■ Short problem
Condense the paragraph in the forum thread below that starts with "I prefer windows 8.1" into a short list, keeping its main facts.

■ Text block
Windows 7 is end of mainstream support (no new features) So my vote is for windows 10.


----------



## johnspack (Oct 11, 2015)

Windows 10 is also broken,  and full of ms malware....  I'd use 8.1 for 6 months or so and then go to 10.


----------



## FireFox (Oct 11, 2015)

Definitely W7.


----------



## Ebo (Oct 11, 2015)

johnspack said:


> Windows 7 is the new XP....   stick with 7 unless you know you need the features of 8.1/10.  I'd avoid 10 for now until they fix it,  8.1 at the most.



what is broken in win 10 ?........mine is working perfect and have done so since day 1. If you cant/dont like the way things looks, just use classic shell and it looks/works just like win 7.


----------



## P4-630 (Oct 11, 2015)




----------



## Mussels (Oct 11, 2015)

aasim1111 said:


> I m building a new gaming pc. Which Microsoft Os is best for gaming. I hate windows 8 but don't know for sure. Windows 7 n 10 seem good but I really don't know. So what do you experts think



buy windows 7, upgrade to 10. keep both 
For a gaming PC, windows 10 will be a requirement soon enough thanks to DX12. Two OS's for the price of one is a bargain however, especially if you run into issues with older games or something.

windows 10 is working great for me, except on an older laptop which is having wifi issues (which could be fixed with a new wifi card, but i'm lazy)


----------



## johnspack (Oct 11, 2015)

I won't go into win10...  I just have a hate for it.  8.1 is okay,  I just don't need it for now.  If I get my 970 card I may like win10 more.....


----------



## P4-630 (Oct 11, 2015)

I prefer windows 8.1, only have 1 small problem, the weather app is not working anymore.
It took some time to get used to, but overall windows 8.1 is good for gaming and I think it's faster than windows 7.
You don't need to use metro, just let windows boot up in the desktop.

Windows 10 has issues.
Also there won't be many DX12 games anytime soon.

■ Data
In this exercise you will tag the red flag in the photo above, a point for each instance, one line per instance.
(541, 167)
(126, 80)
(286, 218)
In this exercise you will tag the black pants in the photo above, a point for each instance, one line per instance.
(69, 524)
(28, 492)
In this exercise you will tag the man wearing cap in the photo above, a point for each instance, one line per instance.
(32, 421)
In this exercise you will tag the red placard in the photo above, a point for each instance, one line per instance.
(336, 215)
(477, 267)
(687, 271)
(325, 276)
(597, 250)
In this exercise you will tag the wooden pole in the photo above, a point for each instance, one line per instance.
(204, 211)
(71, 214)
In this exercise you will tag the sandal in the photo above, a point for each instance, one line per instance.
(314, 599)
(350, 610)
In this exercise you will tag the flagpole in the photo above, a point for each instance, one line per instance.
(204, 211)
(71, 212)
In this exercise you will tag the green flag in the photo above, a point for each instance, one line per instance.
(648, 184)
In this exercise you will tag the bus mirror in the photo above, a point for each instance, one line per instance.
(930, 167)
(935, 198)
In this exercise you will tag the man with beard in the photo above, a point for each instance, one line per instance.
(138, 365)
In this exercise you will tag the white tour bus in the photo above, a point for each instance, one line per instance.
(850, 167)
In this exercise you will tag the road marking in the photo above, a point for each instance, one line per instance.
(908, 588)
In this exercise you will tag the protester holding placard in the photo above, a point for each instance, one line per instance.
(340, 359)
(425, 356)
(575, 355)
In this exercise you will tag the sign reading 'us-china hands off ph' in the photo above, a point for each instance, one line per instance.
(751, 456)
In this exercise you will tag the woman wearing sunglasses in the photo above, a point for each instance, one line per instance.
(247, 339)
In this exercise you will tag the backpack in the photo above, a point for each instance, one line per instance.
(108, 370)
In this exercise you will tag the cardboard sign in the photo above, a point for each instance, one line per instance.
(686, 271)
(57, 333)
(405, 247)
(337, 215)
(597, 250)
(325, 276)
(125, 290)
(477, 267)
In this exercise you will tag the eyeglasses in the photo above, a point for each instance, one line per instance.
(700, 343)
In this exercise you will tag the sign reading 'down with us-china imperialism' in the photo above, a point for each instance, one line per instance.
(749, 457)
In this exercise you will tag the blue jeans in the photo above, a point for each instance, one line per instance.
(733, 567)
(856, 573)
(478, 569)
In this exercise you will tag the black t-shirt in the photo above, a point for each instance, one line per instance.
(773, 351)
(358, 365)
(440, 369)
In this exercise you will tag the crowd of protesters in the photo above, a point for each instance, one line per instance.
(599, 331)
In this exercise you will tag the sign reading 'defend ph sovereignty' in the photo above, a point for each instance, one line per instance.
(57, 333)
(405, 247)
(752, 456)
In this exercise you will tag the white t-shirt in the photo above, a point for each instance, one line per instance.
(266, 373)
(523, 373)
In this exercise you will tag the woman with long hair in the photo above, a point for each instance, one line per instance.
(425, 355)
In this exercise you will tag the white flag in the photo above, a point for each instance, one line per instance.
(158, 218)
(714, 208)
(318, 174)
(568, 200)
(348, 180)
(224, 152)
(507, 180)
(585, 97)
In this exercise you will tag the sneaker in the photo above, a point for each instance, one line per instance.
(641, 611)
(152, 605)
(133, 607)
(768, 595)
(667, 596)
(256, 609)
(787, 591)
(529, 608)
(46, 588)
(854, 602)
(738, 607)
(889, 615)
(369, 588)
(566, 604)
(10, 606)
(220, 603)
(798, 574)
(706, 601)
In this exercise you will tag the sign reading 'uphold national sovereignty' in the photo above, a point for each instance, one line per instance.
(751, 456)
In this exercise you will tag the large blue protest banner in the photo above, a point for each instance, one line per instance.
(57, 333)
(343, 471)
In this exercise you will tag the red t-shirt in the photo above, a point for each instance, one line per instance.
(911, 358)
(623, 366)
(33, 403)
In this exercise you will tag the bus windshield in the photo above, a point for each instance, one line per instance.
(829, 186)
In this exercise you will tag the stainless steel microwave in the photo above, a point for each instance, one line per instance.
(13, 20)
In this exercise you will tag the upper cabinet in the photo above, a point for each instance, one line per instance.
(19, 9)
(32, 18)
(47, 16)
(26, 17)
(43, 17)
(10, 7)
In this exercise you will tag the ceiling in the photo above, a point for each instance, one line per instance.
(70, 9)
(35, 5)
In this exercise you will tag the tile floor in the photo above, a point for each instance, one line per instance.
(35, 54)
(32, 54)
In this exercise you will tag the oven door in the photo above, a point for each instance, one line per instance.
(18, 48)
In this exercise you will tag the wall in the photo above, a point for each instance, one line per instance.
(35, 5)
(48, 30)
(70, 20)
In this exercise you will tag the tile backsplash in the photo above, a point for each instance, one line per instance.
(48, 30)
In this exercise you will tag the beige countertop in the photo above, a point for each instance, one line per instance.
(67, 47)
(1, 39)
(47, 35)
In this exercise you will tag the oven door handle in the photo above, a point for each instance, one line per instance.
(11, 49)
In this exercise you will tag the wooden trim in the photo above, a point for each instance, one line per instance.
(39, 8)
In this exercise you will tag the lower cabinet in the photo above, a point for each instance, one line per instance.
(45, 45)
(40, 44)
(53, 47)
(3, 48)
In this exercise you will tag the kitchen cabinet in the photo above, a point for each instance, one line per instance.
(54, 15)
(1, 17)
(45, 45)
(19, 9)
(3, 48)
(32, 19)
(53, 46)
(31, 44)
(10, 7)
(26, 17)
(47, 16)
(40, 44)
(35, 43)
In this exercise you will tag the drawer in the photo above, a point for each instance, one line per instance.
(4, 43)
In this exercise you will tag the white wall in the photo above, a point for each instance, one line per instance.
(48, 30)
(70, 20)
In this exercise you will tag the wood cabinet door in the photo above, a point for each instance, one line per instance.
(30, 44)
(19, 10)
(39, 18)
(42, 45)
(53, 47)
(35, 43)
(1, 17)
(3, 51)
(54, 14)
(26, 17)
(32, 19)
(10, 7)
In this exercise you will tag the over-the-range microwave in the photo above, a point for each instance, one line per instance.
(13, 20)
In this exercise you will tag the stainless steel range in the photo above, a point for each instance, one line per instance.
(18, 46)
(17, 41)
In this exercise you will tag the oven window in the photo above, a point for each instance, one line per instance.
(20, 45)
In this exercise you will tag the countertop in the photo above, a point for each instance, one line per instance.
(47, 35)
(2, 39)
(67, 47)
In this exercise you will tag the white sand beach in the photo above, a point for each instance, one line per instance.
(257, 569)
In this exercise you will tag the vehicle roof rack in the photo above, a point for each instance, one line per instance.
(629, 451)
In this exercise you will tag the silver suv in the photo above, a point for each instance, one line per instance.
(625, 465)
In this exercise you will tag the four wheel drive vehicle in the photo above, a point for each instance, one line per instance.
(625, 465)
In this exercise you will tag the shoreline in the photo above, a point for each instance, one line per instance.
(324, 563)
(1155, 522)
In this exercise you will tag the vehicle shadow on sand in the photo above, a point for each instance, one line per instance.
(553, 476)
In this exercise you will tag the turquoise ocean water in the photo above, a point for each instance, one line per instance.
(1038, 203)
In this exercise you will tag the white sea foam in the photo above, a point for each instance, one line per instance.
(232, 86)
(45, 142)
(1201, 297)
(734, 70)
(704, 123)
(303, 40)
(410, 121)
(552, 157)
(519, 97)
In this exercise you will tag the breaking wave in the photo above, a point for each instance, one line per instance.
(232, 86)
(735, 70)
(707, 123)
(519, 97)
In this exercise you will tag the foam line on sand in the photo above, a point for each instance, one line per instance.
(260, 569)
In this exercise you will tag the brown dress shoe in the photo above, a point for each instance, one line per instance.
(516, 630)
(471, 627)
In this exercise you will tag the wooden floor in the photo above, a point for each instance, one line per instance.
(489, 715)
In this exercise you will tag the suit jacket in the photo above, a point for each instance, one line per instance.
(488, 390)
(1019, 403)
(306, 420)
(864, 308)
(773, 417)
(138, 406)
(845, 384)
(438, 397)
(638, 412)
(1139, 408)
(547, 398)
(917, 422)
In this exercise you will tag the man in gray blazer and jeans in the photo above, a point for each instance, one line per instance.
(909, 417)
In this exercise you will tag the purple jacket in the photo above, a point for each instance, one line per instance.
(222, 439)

■ Task result
- Windows 8.1 is preferred, with one small problem: the weather app no longer works.
- It took time to get used to, but overall it is good for gaming and seems faster than Windows 7.
- Metro isn't needed, since Windows can boot straight to the desktop.